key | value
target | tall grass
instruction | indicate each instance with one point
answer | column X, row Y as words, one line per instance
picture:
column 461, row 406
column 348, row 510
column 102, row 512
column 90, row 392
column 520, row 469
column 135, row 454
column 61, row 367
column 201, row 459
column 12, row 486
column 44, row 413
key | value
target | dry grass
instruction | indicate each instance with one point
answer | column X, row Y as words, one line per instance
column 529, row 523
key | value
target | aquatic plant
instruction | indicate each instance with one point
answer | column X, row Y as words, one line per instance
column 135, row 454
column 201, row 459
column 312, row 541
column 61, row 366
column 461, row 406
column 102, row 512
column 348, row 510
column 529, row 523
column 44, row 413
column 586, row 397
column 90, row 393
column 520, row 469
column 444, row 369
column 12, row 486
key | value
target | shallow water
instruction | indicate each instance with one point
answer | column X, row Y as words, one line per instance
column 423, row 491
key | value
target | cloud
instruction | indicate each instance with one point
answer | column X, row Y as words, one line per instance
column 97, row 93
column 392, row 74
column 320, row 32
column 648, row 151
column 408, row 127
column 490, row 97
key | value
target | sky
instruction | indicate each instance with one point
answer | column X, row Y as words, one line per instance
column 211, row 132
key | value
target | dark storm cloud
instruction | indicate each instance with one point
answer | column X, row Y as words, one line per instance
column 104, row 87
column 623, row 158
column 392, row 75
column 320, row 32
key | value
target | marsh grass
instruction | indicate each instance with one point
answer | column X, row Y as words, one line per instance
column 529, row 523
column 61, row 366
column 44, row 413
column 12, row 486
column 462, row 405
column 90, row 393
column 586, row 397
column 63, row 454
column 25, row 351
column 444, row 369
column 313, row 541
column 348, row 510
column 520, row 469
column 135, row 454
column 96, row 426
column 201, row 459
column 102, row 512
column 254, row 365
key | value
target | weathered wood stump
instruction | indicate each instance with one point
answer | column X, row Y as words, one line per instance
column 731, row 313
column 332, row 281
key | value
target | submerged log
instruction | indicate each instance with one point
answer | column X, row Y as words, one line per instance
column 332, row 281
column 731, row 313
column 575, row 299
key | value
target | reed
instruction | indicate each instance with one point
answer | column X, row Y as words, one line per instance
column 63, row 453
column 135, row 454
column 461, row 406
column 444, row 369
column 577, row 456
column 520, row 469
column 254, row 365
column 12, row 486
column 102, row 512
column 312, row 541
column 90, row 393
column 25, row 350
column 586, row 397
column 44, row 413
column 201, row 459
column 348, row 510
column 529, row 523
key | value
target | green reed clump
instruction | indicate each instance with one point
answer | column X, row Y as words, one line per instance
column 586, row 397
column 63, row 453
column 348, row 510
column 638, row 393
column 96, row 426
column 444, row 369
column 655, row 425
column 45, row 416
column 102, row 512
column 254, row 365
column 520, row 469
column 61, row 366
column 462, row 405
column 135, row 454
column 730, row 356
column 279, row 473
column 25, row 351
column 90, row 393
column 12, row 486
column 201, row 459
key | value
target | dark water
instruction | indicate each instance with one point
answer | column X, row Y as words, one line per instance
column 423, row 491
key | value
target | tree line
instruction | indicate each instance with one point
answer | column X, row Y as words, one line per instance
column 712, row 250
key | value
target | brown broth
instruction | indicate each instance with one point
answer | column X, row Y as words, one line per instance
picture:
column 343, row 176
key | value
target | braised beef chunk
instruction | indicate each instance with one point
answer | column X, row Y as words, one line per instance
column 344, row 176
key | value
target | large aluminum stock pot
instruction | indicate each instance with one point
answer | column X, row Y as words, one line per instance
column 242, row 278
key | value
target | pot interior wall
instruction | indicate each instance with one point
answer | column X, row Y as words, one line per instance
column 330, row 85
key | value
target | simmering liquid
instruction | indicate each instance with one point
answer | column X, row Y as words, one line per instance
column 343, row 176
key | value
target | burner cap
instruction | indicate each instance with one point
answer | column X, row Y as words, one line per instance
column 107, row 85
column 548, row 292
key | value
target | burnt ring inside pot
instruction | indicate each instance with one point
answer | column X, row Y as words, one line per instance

--------------------------------------------------

§ **Do this**:
Output each entry precisely as given.

§ **Response to the task**:
key | value
target | tall grass
instruction | indicate each instance with one point
answer | column X, row Y as words, one line per instance
picture:
column 461, row 406
column 348, row 510
column 102, row 512
column 90, row 392
column 520, row 469
column 135, row 454
column 61, row 367
column 201, row 459
column 12, row 486
column 44, row 413
key | value
target | dry grass
instruction | indicate each instance with one point
answer | column X, row Y as words, one line per instance
column 529, row 523
key | value
target | aquatic plant
instruction | indicate each instance with one point
answer | column X, row Y as words, one line per instance
column 135, row 454
column 201, row 459
column 312, row 541
column 61, row 366
column 461, row 406
column 102, row 512
column 348, row 510
column 529, row 523
column 44, row 413
column 586, row 397
column 90, row 393
column 520, row 469
column 444, row 369
column 12, row 486
key | value
target | shallow water
instruction | indicate each instance with one point
answer | column X, row Y as words, one line per instance
column 423, row 491
key | value
target | cloud
instruction | indicate each instance with one point
answer | column X, row Y as words, one line per instance
column 97, row 93
column 392, row 74
column 320, row 32
column 648, row 151
column 408, row 127
column 490, row 97
key | value
target | sky
instruction | indicate each instance with one point
answer | column X, row Y as words, one line per instance
column 211, row 132
key | value
target | dark storm cloud
instruction | indicate each instance with one point
answer | column X, row Y as words, one line per instance
column 104, row 87
column 623, row 158
column 392, row 75
column 320, row 32
key | value
target | marsh grass
instruction | indicate each instance with one point
answer | column X, row Y as words, one line per instance
column 529, row 523
column 61, row 366
column 44, row 413
column 12, row 486
column 462, row 405
column 90, row 393
column 586, row 397
column 63, row 454
column 25, row 351
column 444, row 369
column 313, row 541
column 348, row 510
column 520, row 469
column 135, row 454
column 96, row 426
column 201, row 459
column 102, row 512
column 254, row 365
key | value
target | weathered wood stump
instruction | indicate each instance with one point
answer | column X, row Y as words, one line per instance
column 731, row 313
column 332, row 281
key | value
target | submerged log
instruction | indicate each instance with one point
answer | column X, row Y as words, one line per instance
column 332, row 281
column 731, row 313
column 575, row 299
key | value
target | reed
instruction | indicate each instance with one point
answer | column X, row Y as words, one line per instance
column 63, row 453
column 135, row 454
column 461, row 406
column 444, row 369
column 577, row 456
column 520, row 469
column 254, row 365
column 12, row 486
column 102, row 512
column 312, row 541
column 90, row 393
column 25, row 350
column 586, row 397
column 44, row 413
column 201, row 459
column 348, row 510
column 529, row 523
key | value
target | green reed clump
instruction | indicate each instance with one point
answer | column X, row Y as words, one line per instance
column 586, row 397
column 63, row 453
column 348, row 510
column 638, row 393
column 96, row 426
column 444, row 369
column 655, row 425
column 45, row 416
column 102, row 512
column 254, row 365
column 520, row 469
column 61, row 366
column 462, row 405
column 135, row 454
column 730, row 356
column 279, row 473
column 25, row 351
column 90, row 393
column 12, row 486
column 201, row 459
key | value
target | dark water
instruction | indicate each instance with one point
answer | column X, row Y as words, one line per instance
column 423, row 491
key | value
target | tree line
instruction | indicate each instance with one point
answer | column X, row Y as words, one line per instance
column 712, row 250
key | value
target | brown broth
instruction | indicate each instance with one point
answer | column X, row Y as words, one line per instance
picture:
column 343, row 176
key | value
target | braised beef chunk
instruction | indicate each instance with one point
answer | column X, row Y as words, one line per instance
column 344, row 176
key | value
target | large aluminum stock pot
instruction | indicate each instance with one point
answer | column X, row Y as words, one line per instance
column 242, row 278
key | value
target | pot interior wall
instruction | indicate each instance with one point
answer | column X, row Y as words, one line per instance
column 330, row 85
key | value
target | simmering liquid
instruction | indicate each instance with one point
answer | column X, row Y as words, one line per instance
column 343, row 176
key | value
target | burner cap
instruction | indicate each instance with one point
answer | column X, row Y as words, one line per instance
column 107, row 85
column 548, row 292
key | value
target | burnt ring inside pot
instruction | indicate each instance with one point
answer | column X, row Y as words, one line per instance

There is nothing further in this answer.